» **Work instructions**: The feasibility evaluation code below uses the = sign to assign values to several names. List each of these names.
START Given passage
### Evaluation of the Aggregate Requirement Artifact Set

In [212]:
# Read the evaluation prompt from file
with open("prompts/evaluation_prompt_aggregate.txt", "r") as file:
    EVALUATION_PROMPT = file.read()

In [213]:

# Metric 1: Feasibility
FEASIBILITY_SCORE_CRITERIA = """
Feasability (1-5) - A requirement or an aggregate is achievable/feasible/attainable if and only if \
there exists at least one system design and implementation that correctly \
implements the requirement or all the requirements stated in the aggregate at a \
definable cost. 
"""

FEASIBILITY_SCORE_STEPS = """
1. Read the generated requirement artifacts and the SRS document carefully.
2. Check if the set of requirement artifacts is feasible to accomplish according the Evaluation Criteria.
3. Assign a single feasibility score from 1 to 5, where 1 is the lowest and 5 is the highest based on the evaluation criteria.
END Given passage
START Information
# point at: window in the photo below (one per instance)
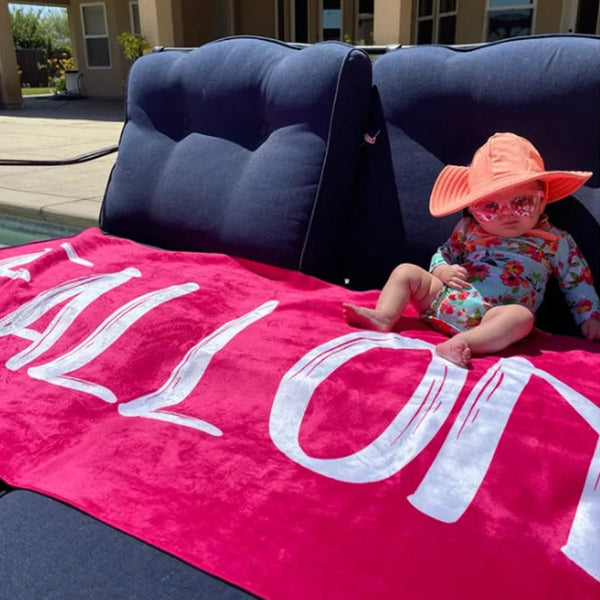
(300, 24)
(134, 18)
(436, 21)
(332, 20)
(509, 18)
(587, 16)
(95, 35)
(364, 28)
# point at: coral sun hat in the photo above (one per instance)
(504, 161)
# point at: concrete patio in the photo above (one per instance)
(48, 128)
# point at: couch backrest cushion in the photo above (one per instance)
(438, 105)
(245, 146)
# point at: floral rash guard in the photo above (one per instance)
(510, 271)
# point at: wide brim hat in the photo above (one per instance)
(506, 160)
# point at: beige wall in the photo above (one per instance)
(470, 21)
(393, 22)
(101, 82)
(255, 17)
(192, 23)
(10, 85)
(548, 16)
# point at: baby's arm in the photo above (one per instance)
(453, 276)
(445, 262)
(591, 329)
(575, 279)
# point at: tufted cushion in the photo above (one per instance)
(438, 105)
(245, 146)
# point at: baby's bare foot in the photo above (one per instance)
(455, 351)
(367, 318)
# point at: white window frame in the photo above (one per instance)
(357, 20)
(133, 3)
(435, 19)
(532, 6)
(321, 9)
(86, 37)
(292, 5)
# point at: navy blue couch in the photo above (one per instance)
(255, 148)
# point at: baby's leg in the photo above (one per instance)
(500, 327)
(407, 283)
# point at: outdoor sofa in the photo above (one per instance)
(185, 413)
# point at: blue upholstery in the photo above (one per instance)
(245, 146)
(438, 105)
(51, 551)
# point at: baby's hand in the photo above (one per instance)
(591, 330)
(454, 276)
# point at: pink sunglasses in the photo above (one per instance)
(520, 206)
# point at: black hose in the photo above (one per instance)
(28, 162)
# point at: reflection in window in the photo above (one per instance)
(300, 21)
(95, 34)
(134, 17)
(332, 19)
(587, 16)
(509, 22)
(436, 21)
(364, 31)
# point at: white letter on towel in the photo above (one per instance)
(412, 429)
(7, 264)
(110, 330)
(461, 464)
(187, 374)
(82, 292)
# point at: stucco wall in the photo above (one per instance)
(101, 82)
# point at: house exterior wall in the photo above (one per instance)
(10, 85)
(101, 82)
(191, 23)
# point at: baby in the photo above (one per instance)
(486, 282)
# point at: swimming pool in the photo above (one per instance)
(15, 231)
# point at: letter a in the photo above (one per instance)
(81, 292)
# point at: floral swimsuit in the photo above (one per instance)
(510, 271)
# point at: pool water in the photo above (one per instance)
(15, 231)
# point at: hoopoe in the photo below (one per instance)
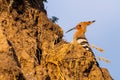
(79, 36)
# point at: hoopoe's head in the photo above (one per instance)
(82, 26)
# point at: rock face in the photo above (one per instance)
(32, 48)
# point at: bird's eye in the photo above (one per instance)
(79, 25)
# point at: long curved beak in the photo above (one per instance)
(70, 30)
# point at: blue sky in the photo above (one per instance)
(105, 32)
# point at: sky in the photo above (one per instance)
(104, 33)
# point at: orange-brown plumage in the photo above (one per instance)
(79, 36)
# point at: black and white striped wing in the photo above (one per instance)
(84, 43)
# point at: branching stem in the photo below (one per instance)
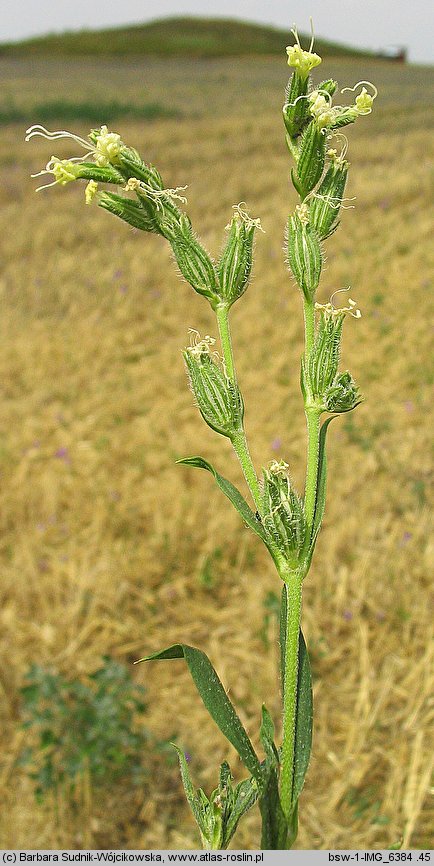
(239, 441)
(290, 682)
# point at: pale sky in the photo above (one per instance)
(365, 23)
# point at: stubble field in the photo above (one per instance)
(108, 548)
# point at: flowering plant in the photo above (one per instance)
(286, 522)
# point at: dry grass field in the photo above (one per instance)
(108, 548)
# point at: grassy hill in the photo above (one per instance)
(192, 37)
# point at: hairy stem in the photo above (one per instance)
(313, 430)
(309, 326)
(239, 441)
(290, 688)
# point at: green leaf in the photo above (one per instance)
(190, 793)
(304, 717)
(245, 796)
(266, 735)
(320, 486)
(304, 711)
(274, 826)
(215, 699)
(233, 495)
(292, 828)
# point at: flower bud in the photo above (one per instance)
(343, 395)
(304, 254)
(128, 210)
(302, 61)
(329, 86)
(325, 205)
(218, 399)
(235, 264)
(283, 515)
(193, 261)
(296, 108)
(311, 161)
(322, 364)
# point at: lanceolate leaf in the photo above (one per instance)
(304, 712)
(215, 699)
(190, 793)
(321, 484)
(233, 495)
(274, 825)
(303, 730)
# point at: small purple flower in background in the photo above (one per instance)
(62, 454)
(405, 538)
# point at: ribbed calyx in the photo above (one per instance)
(322, 385)
(283, 515)
(219, 400)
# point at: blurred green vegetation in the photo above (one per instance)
(190, 37)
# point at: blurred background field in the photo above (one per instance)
(110, 550)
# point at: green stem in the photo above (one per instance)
(313, 430)
(309, 326)
(313, 415)
(290, 688)
(239, 441)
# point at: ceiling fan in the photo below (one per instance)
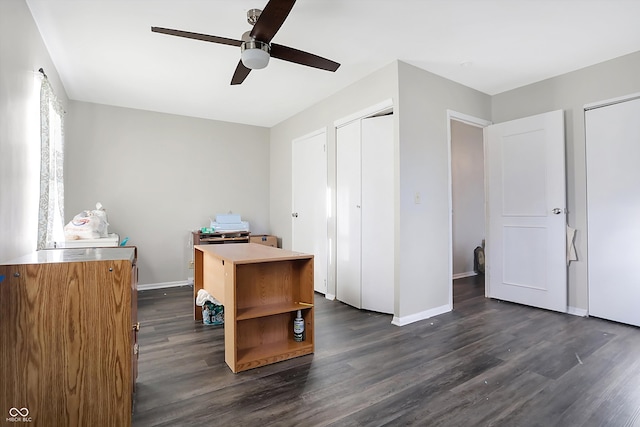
(255, 46)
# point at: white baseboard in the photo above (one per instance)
(149, 286)
(463, 275)
(401, 321)
(577, 311)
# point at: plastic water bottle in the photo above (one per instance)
(298, 327)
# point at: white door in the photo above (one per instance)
(309, 213)
(526, 240)
(613, 211)
(378, 285)
(348, 214)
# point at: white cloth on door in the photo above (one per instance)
(571, 247)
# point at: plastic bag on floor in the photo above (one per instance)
(212, 310)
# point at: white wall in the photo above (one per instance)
(424, 229)
(467, 179)
(160, 176)
(371, 90)
(22, 53)
(421, 100)
(570, 92)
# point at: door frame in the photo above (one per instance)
(476, 122)
(326, 240)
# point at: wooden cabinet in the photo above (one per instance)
(68, 336)
(261, 288)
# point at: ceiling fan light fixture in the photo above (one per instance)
(255, 54)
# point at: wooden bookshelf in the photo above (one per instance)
(261, 288)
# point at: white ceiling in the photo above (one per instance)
(106, 53)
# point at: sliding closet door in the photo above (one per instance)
(613, 209)
(348, 214)
(377, 214)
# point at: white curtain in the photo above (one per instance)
(51, 215)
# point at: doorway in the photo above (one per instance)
(467, 205)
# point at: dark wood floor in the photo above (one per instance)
(485, 363)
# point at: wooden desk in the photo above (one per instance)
(261, 288)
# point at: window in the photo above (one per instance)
(51, 210)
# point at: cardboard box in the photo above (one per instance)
(264, 239)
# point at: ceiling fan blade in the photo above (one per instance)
(241, 73)
(271, 19)
(197, 36)
(304, 58)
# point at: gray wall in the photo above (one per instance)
(570, 92)
(22, 53)
(424, 261)
(159, 176)
(467, 182)
(421, 100)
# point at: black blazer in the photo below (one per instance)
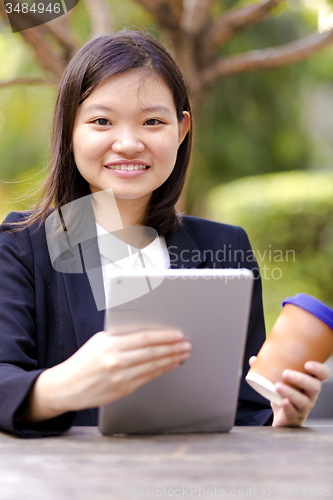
(46, 315)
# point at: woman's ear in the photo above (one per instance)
(184, 127)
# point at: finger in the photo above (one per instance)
(306, 383)
(319, 370)
(136, 356)
(138, 340)
(298, 400)
(148, 369)
(292, 416)
(148, 377)
(252, 360)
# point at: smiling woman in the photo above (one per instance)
(133, 148)
(122, 123)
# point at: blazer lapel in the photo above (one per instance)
(183, 251)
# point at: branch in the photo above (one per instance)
(46, 57)
(26, 81)
(166, 12)
(195, 15)
(100, 16)
(269, 58)
(236, 20)
(62, 33)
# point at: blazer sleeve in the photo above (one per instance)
(19, 366)
(252, 409)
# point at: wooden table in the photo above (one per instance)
(246, 462)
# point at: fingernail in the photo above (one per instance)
(185, 355)
(186, 346)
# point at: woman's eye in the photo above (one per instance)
(153, 121)
(102, 121)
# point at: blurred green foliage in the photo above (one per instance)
(289, 220)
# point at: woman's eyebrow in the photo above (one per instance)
(97, 107)
(150, 109)
(154, 109)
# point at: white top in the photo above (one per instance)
(153, 256)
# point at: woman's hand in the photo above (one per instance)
(297, 403)
(106, 368)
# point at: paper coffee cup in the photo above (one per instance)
(302, 332)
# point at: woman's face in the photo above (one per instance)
(126, 135)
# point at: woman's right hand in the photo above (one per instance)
(106, 368)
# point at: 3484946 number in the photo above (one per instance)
(35, 8)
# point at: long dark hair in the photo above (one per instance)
(102, 57)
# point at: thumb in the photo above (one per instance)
(252, 360)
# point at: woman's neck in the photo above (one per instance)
(114, 214)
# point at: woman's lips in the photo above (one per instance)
(128, 170)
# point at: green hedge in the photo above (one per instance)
(289, 220)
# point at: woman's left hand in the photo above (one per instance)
(297, 403)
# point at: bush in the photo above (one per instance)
(289, 220)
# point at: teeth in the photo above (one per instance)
(127, 167)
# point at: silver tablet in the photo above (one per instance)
(212, 308)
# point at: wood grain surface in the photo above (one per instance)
(246, 462)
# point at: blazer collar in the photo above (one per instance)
(85, 291)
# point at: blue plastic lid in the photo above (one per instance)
(313, 306)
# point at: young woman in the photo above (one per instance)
(122, 121)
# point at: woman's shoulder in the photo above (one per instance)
(17, 227)
(209, 226)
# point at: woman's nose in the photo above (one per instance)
(127, 143)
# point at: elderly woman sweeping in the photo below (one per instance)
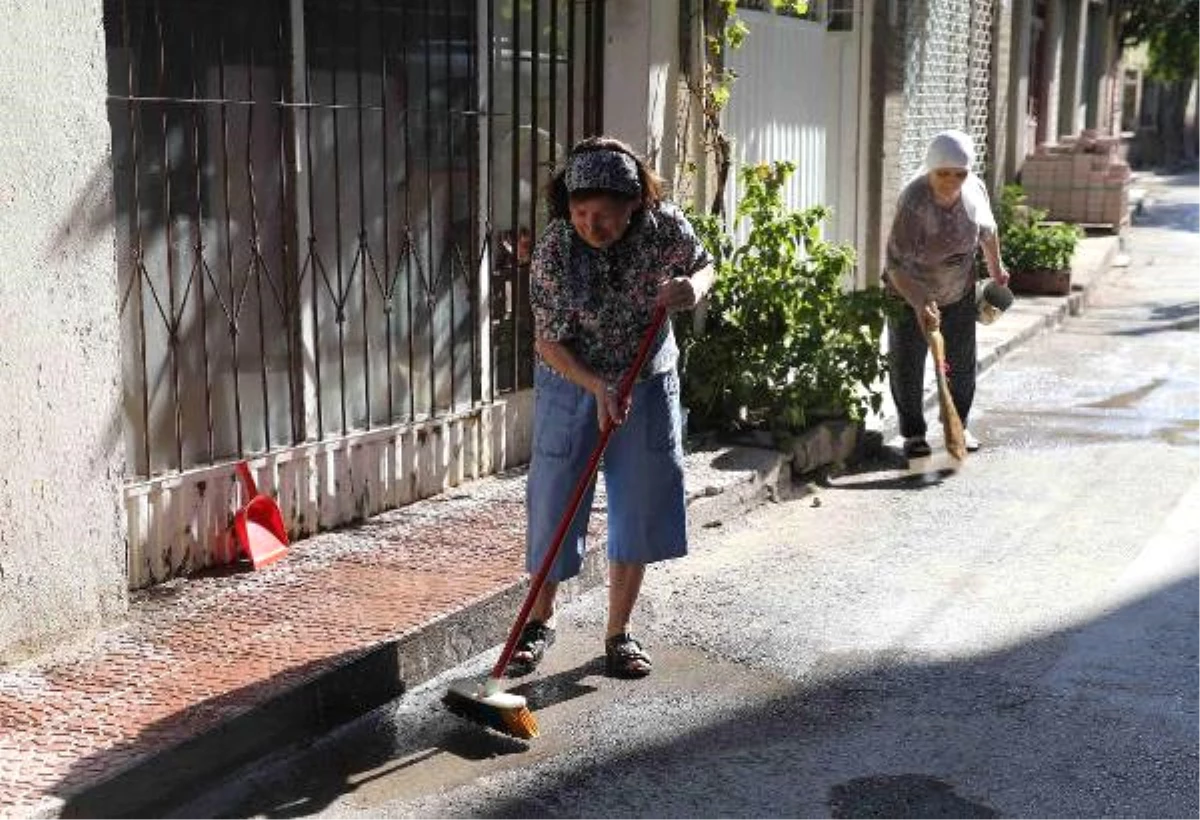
(612, 253)
(942, 216)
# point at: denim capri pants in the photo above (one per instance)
(642, 466)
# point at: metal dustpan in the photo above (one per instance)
(258, 526)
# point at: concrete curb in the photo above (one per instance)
(1073, 304)
(723, 483)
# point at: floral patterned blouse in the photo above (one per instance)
(934, 244)
(599, 303)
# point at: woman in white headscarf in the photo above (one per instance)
(942, 216)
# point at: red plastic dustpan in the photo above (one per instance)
(258, 526)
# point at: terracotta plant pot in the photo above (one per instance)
(1041, 282)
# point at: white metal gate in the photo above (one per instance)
(797, 99)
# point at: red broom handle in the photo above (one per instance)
(581, 486)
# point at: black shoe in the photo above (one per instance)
(531, 648)
(916, 447)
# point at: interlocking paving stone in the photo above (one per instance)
(195, 652)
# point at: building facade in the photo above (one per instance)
(298, 232)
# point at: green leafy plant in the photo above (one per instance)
(1026, 241)
(786, 341)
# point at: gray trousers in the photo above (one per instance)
(907, 351)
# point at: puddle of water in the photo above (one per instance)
(1128, 399)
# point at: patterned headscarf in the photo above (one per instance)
(604, 169)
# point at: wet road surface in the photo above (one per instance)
(1017, 638)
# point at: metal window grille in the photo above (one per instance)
(948, 76)
(315, 199)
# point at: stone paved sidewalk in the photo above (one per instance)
(210, 671)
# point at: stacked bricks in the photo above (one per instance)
(1080, 180)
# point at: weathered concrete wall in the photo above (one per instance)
(641, 60)
(61, 539)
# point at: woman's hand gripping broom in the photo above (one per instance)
(484, 701)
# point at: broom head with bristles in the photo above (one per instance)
(952, 425)
(490, 706)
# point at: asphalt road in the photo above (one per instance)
(1014, 639)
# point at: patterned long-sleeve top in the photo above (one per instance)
(936, 245)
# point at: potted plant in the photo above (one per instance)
(1038, 253)
(787, 342)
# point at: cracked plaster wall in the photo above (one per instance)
(61, 460)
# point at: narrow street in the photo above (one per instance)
(1014, 639)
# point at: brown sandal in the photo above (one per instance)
(624, 657)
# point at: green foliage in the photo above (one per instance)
(785, 342)
(1026, 241)
(1171, 30)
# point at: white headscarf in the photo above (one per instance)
(955, 149)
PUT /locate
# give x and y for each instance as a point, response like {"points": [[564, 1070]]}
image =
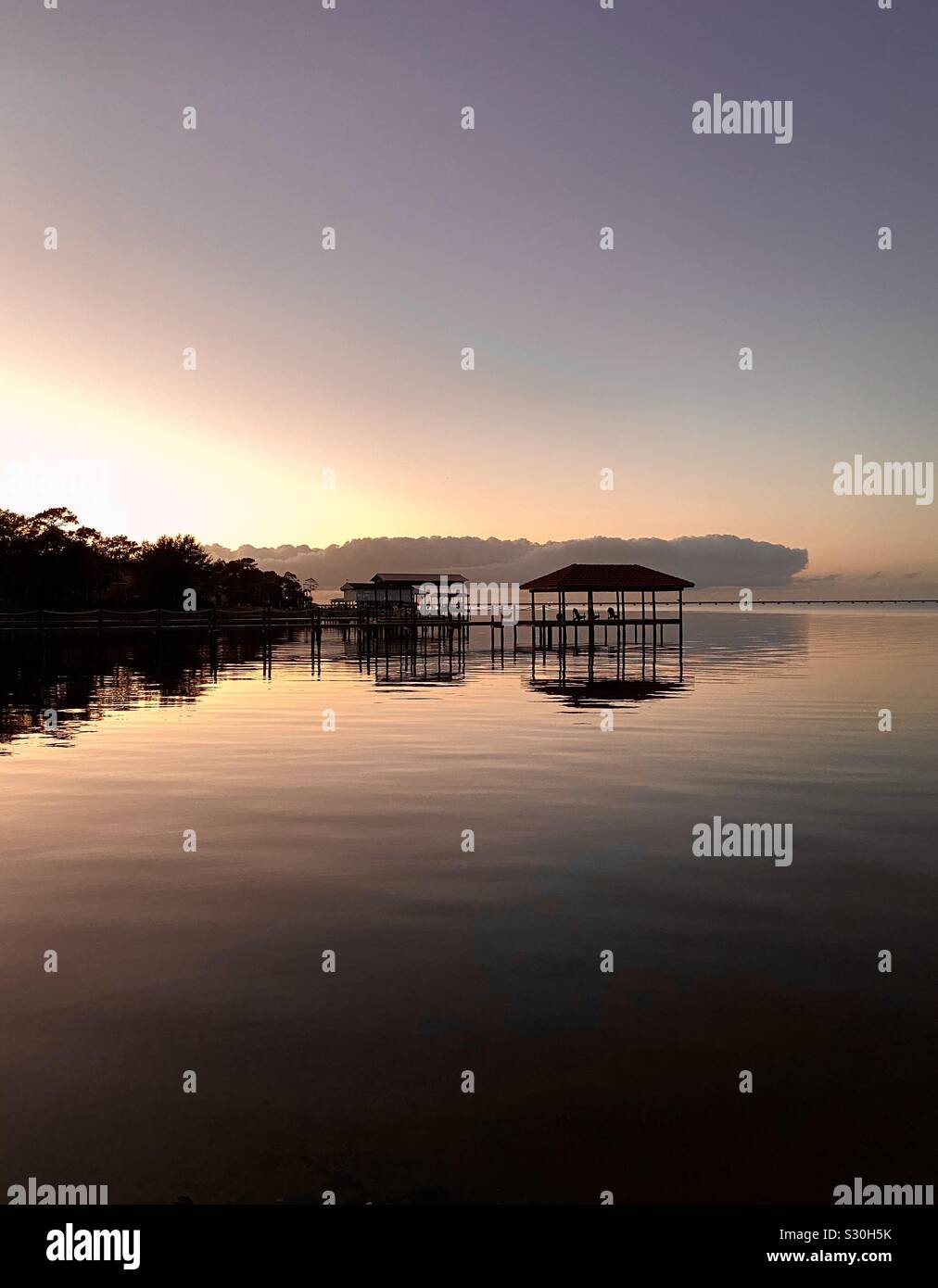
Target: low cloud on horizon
END Information
» **Answer below**: EVALUATION_PROMPT, FEASIBILITY_SCORE_CRITERIA, FEASIBILITY_SCORE_STEPS